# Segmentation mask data
"""
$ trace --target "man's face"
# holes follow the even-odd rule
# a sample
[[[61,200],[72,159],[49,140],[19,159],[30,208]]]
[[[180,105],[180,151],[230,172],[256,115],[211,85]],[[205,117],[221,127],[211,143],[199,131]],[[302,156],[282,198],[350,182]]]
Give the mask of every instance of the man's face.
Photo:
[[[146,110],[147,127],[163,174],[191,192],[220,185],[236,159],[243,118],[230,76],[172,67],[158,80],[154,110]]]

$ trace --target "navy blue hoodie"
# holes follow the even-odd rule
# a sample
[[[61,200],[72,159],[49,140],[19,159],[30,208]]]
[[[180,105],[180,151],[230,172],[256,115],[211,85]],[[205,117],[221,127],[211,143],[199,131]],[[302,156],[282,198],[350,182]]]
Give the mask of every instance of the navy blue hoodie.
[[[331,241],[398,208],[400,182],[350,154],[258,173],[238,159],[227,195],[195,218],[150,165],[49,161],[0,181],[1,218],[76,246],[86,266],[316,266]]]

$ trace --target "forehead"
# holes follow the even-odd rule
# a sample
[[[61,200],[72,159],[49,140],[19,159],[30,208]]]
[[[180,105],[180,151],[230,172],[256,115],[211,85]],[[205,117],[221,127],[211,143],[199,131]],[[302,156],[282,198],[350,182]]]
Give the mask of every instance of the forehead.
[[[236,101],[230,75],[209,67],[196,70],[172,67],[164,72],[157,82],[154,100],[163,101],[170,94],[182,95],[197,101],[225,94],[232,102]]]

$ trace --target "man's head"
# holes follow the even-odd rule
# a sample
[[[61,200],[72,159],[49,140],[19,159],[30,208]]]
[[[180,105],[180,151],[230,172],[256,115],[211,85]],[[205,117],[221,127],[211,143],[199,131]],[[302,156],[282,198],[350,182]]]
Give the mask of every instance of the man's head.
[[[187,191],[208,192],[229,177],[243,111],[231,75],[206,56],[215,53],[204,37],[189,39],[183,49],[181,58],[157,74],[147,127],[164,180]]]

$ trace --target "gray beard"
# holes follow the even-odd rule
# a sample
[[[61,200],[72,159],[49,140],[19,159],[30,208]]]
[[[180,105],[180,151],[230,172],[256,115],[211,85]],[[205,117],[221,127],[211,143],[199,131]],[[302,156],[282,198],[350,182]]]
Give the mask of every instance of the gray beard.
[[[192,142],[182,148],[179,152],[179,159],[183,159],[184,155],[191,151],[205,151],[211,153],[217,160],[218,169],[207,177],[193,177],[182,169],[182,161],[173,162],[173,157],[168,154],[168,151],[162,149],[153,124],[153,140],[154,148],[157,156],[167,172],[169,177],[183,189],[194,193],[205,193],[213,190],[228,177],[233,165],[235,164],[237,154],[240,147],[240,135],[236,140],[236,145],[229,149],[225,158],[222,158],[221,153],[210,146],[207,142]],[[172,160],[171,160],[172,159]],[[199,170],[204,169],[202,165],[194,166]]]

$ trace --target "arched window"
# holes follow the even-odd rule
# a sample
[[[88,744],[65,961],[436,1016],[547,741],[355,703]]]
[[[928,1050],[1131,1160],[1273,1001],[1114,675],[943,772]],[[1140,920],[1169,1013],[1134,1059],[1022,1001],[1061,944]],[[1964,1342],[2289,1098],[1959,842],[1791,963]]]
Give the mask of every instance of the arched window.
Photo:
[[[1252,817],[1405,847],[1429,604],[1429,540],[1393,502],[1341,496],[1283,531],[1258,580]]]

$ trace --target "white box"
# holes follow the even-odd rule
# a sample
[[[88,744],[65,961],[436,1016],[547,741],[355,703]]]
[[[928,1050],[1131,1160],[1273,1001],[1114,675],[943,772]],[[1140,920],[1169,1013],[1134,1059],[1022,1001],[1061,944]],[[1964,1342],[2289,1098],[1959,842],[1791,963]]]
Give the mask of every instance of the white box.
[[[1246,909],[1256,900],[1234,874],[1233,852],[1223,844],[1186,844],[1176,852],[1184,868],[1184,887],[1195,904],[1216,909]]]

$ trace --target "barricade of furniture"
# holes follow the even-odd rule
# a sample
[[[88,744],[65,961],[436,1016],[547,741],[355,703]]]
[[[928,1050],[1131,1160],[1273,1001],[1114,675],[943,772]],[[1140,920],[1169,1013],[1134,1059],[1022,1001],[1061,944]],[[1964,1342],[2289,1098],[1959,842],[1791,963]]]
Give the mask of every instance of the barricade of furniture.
"""
# TASK
Give back every line of the data above exactly as written.

# ANSWER BOX
$ trace --target "man's face"
# holes follow the even-odd rule
# a sample
[[[61,200],[72,159],[49,140],[19,159],[30,208]]]
[[[180,105],[180,151],[230,172],[256,115],[211,85]],[[205,117],[221,127],[211,143],[199,131]],[[302,156],[282,198],[350,182]]]
Give the mask of every instance of the man's face.
Photo:
[[[146,110],[147,127],[163,174],[191,192],[220,185],[236,159],[243,118],[230,76],[172,67],[158,80],[154,110]]]

$ trace --target "navy blue hoodie"
# holes follow the even-odd rule
# a sample
[[[61,200],[72,159],[49,140],[19,159],[30,208]]]
[[[180,105],[180,151],[230,172],[256,115],[211,85]],[[205,117],[221,127],[211,143],[199,131]],[[302,156],[282,198],[350,182]]]
Give the mask of every instance of the navy blue hoodie.
[[[331,241],[398,208],[400,182],[350,154],[258,173],[238,159],[227,195],[195,218],[150,165],[49,161],[0,181],[1,218],[76,246],[86,266],[316,266]]]

$ trace --target "forehead"
# holes follow the even-odd rule
# a sample
[[[61,200],[72,159],[49,140],[19,159],[30,208]]]
[[[180,105],[180,151],[230,172],[256,115],[211,85]],[[205,117],[221,127],[211,143],[199,131]],[[302,156],[282,198],[350,182]]]
Give the mask of every instance of the forehead.
[[[236,101],[230,75],[209,67],[196,70],[172,67],[164,72],[157,82],[154,100],[163,101],[170,94],[182,95],[197,101],[225,94],[232,102]]]

$ trace --target "man's head"
# holes follow the even-odd rule
# a sample
[[[61,200],[72,159],[49,140],[19,159],[30,208]]]
[[[180,105],[180,151],[230,172],[256,115],[211,85]],[[205,117],[221,127],[211,143],[199,131]],[[302,156],[282,198],[350,182]]]
Give the mask of every instance of the man's head.
[[[187,191],[208,192],[229,177],[243,111],[231,75],[206,56],[215,53],[204,37],[189,39],[183,49],[181,58],[157,74],[147,127],[164,180]]]

$ trace --target "gray beard"
# holes follow the even-odd rule
# a sample
[[[61,200],[72,159],[49,140],[19,159],[30,208]]]
[[[180,105],[180,151],[230,172],[256,115],[211,85]],[[205,117],[221,127],[211,143],[199,131]],[[302,156],[282,198],[350,182]]]
Give the mask of every instance of the gray beard.
[[[192,142],[182,148],[179,152],[179,159],[183,159],[184,155],[191,151],[205,151],[211,153],[217,160],[218,169],[207,177],[193,177],[182,169],[182,161],[173,162],[173,157],[168,154],[168,151],[162,149],[153,124],[153,140],[154,148],[157,156],[167,172],[169,177],[183,189],[194,193],[205,193],[213,190],[228,177],[233,165],[235,164],[237,154],[240,147],[240,135],[236,140],[236,145],[229,149],[225,158],[222,158],[221,153],[210,146],[207,142]],[[172,160],[171,160],[172,159]],[[199,170],[204,169],[202,165],[194,166]]]

$ trace --target "arched window"
# holes follow the even-odd rule
# a sample
[[[88,744],[65,961],[436,1016],[547,741],[355,703]]]
[[[928,1050],[1131,1160],[1273,1001],[1114,675],[943,772]],[[1140,920],[1169,1013],[1134,1059],[1022,1001],[1061,944]],[[1964,1342],[2289,1098],[1959,842],[1791,963]]]
Give the mask of every instance of the arched window.
Photo:
[[[1252,817],[1405,847],[1429,604],[1429,540],[1393,502],[1341,496],[1283,531],[1258,580]]]

$ trace --target "white box"
# holes follow the even-odd rule
# a sample
[[[88,744],[65,961],[436,1016],[547,741],[355,703]]]
[[[928,1050],[1131,1160],[1273,1001],[1114,675],[943,772]],[[1140,920],[1169,1013],[1134,1059],[1022,1001],[1061,944]],[[1964,1342],[2289,1098],[1959,842],[1791,963]]]
Give the mask of every instance of the white box.
[[[1246,909],[1256,900],[1234,874],[1233,852],[1223,844],[1186,844],[1176,852],[1184,868],[1184,887],[1195,904],[1216,909]]]

$ trace --target "barricade of furniture"
# holes follow the even-odd rule
# a sample
[[[88,744],[65,961],[436,1016],[547,741],[355,703]]]
[[[928,1050],[1131,1160],[1273,1001],[1114,675],[943,772]],[[1140,920],[1169,1013],[1134,1059],[1022,1001],[1061,944]],[[1964,1342],[2289,1098],[1959,842],[1791,963]]]
Give the mask of every instance of the barricade of furniture.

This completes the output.